[Passage to read — start]

Manguso resists the narrative expectations of epiphany and forward momentum. Change isn’t willed or even occasioned. She doesn’t arrive at meaning so much as blow the dust off it ... Manguso’s preference for patterns, for showing pain not as the result of a singular occurrence but of a cast of light, something in the air, suits the book’s subject ... The snow metaphor is spread a little thin by the end, prettily implying depth.
Gritty ... Manguso paints a haunting portrait of innocence lost, with snippets of prose that gradually evolve from brief paragraphs to pages. These first-person windows into Ruthie’s upbringing, though initially jarring and seemingly mundane, masterfully unveil the tragic and disturbing fates of girls in Waitsfield ... A gripping debut novel on the vulnerability of girlhood for readers who enjoy steady but intense storytelling.

[Passage to read — finish]
[Dataset extract — start]

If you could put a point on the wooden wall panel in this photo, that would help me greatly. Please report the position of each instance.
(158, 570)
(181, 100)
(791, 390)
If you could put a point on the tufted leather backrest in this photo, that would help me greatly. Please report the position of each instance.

[Dataset extract — finish]

■ Problems to work on ■
**a.** Copy out the passage from the reviews of Manguso's novel from "Manguso resists the" to "but intense storytelling.".
**b.** Extend the reviews of Manguso's novel, picking up right after their final sentence.
You won't need the listing here.

■ Results in order ■
**a.**
Manguso resists the narrative expectations of epiphany and forward momentum. Change isn’t willed or even occasioned. She doesn’t arrive at meaning so much as blow the dust off it ... Manguso’s preference for patterns, for showing pain not as the result of a singular occurrence but of a cast of light, something in the air, suits the book’s subject ... The snow metaphor is spread a little thin by the end, prettily implying depth.
Gritty ... Manguso paints a haunting portrait of innocence lost, with snippets of prose that gradually evolve from brief paragraphs to pages. These first-person windows into Ruthie’s upbringing, though initially jarring and seemingly mundane, masterfully unveil the tragic and disturbing fates of girls in Waitsfield ... A gripping debut novel on the vulnerability of girlhood for readers who enjoy steady but intense storytelling.

**b.**
Manguso's book hosts impressions so scorchingly immediate that readers may half wonder if the childhood depicted on the page is theirs ... Manguso...is a sensational writer ... But with 100-odd pages behind them, readers may well wonder: Is Very Cold People truly a novel, as advertised? Manguso certainly massages her themes...but as vignette-like paragraphs skip by, each bluntly delineated from the next by a page break, there seems to be no forward momentum beyond the ticking of time ... Readers should hang in there. Manguso's accreting vignettes retroactively assume a shape toward the end of Very Cold People, when something happens that fulfills every novel's basic requirement: life for at least one character in it irrevocably changes ... Sarah Manguso's breathtakingly well-written first novel seems like a grab bag of the narrator's impressions of her childhood, until its ending casts everything that precedes it in fresh light.
A bracing coming-of-age story and master class in controlled style ... Manguso is a lovely writer about unlovely things—her previous books were built around lyric essays on suicide and autoimmune disease, and here she depicts her protagonist’s quiet agony with a poet’s eye ... The elegance doesn’t diminish the emotional impact of her story and the journey of becoming mature enough to understand transgression, be horrified by it, and search for a means to escape it ... A taut, blisteringly smart novel, both measured and rageful.
A solemn yet deeply empathic bildungsroman ... The vignettes don’t have a lot of momentum, but as a whole they render a sweeping view of a girl’s troubled coming-of-age with a solemnity that both wonders at and highlights the heartbreakingly persistent hope that lies at the core of Ruth’s life story. Manguso’s complex work will inspire reflection.